# [WHAT IS NEEDED]
Below is some material; transcribe all of it exactly.

◆ ◆ ◆ ◆ ◆ ◆ ◆

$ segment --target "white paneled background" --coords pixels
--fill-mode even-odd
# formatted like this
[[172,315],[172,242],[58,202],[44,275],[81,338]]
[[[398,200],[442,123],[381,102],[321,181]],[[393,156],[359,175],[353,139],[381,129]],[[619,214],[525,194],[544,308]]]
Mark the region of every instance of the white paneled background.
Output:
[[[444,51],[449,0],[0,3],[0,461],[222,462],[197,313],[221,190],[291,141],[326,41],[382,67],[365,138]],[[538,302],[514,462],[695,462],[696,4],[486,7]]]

◆ ◆ ◆ ◆ ◆ ◆ ◆

# [EXERCISE RESPONSE]
$ segment --target "white paneled background" --coords pixels
--fill-mode even-odd
# formatted like this
[[172,315],[172,242],[58,202],[44,275],[81,338]]
[[[398,200],[442,123],[381,102],[321,181]],[[393,156],[359,175],[353,139],[381,129]],[[619,214],[525,194],[544,308]]]
Mark the region of every instance of the white paneled background.
Output:
[[[444,51],[449,0],[0,3],[0,461],[222,462],[197,313],[221,190],[291,141],[326,41],[382,67],[365,138]],[[538,302],[514,462],[695,462],[696,4],[486,7]]]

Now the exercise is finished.